EXCERPT PROVIDED:
# What is this?



## NotaVegetarian (Oct 30, 2007)

Got this pic from a friend.  What is it?


----------



## LJay (Oct 30, 2007)

Pygmy Black Painter!!!!!


----------



## MSU bowhunter (Oct 30, 2007)

uh-oh


----------



## Jasper (Oct 30, 2007)

Obvioulsy a common black panther. They're everywhere in Georgia.


----------



## KDarsey (Oct 30, 2007)

That's Him ! ! !


----------



## Al White (Oct 30, 2007)

It's bout time somebody got a pic of those things!


----------



## Paymaster (Oct 30, 2007)

Chupacabra


----------



## AccUbonD (Oct 30, 2007)

where was this taken?


----------



## big fish (Oct 30, 2007)

Shure Looks Like A Panther


----------



## horsecreek (Oct 30, 2007)

im glad some1 finally got a pic of one...now, NO MORE DEBATE!!!


----------



## NotaVegetarian (Oct 30, 2007)

They tell me the pictures came from Twiggs  county, here is another pic from the same place during daylight.  It is where they dump the leftovers from cleaning deer.


----------



## NotaVegetarian (Oct 30, 2007)

I keep looking at these pics, I don’t know what those are???


----------



## hevishot (Oct 30, 2007)

Im going with bear on the second pic....


----------



## Bruz (Oct 30, 2007)

The 2nd pic is a bear.


----------



## AccUbonD (Oct 30, 2007)

I would say bear in second pic, looks like it is feeding surely there is more pics than this one how many seconds or minutes was camera set on?


----------



## DSGB (Oct 30, 2007)

First one looks like a big muskrat or weasel.


----------



## Jranger (Oct 30, 2007)

DIRECTIVE: Continue the forum thread on identifying the animal in the pictures, picking up from the point where it stops. The rows are not required for this exercise.

INFORMATION SHOWN:
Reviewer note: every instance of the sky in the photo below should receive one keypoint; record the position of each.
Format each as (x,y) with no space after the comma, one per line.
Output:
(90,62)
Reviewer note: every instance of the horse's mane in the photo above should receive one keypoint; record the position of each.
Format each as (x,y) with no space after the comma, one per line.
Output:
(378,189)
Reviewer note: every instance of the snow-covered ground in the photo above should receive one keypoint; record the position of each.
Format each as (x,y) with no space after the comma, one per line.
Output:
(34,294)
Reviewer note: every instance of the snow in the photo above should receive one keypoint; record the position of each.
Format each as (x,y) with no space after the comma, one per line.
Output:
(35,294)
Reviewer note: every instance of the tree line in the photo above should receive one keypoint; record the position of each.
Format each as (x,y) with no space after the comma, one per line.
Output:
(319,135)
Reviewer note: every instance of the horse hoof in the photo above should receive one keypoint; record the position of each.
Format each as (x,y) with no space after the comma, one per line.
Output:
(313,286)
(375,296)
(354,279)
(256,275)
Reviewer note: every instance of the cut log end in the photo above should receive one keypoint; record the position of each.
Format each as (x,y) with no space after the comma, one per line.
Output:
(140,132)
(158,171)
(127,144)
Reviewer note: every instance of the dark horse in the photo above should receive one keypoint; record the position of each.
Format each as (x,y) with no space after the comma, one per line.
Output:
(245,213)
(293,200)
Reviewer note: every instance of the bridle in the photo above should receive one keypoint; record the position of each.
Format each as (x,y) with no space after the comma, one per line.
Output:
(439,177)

* * *

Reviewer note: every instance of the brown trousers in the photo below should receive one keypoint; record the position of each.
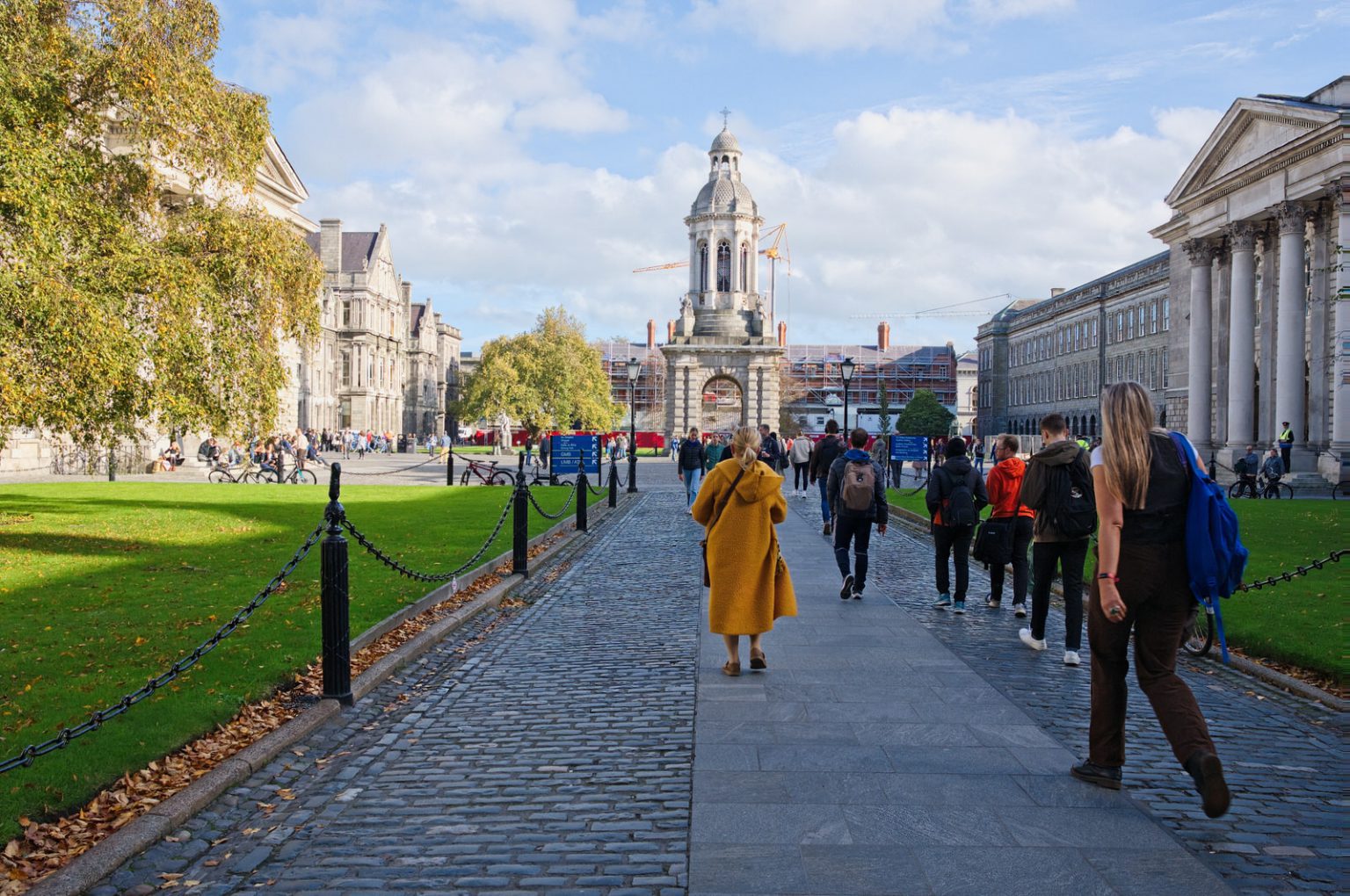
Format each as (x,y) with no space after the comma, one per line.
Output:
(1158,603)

--

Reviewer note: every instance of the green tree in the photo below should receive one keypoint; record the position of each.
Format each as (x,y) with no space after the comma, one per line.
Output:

THE ANSWER:
1st pic looks like a ole Red Hound Dog. The tail looks to narrow and pointed for a cat. Plus the pic is black and white not color so it fools you with the dark coat. JMO
Jay


----------



## potsticker (Oct 30, 2007)

Im thinking an illegal aiel. aieleeien, alienean, stranger!


----------



## NotaVegetarian (Oct 30, 2007)

Those are the pic's I have.   My guess is a bear on the daylight pic, but I don’t know about the other one.  Could it be shadows, glare from the flash, it looks like a cat.


----------



## Randy (Oct 30, 2007)

I can't get it to post on here but using my picture software and zooming in, it appears to be a pit bull type dog.  You guys seen a black pit around there anywhere?


----------



## NotaVegetarian (Oct 30, 2007)

You know Randy may be on to something, the second pic looks like a dog too.


----------



## Al White (Oct 30, 2007)

> the second pic looks like a dog too





Boy you ain't right!!! LOL


----------



## Buzz (Oct 30, 2007)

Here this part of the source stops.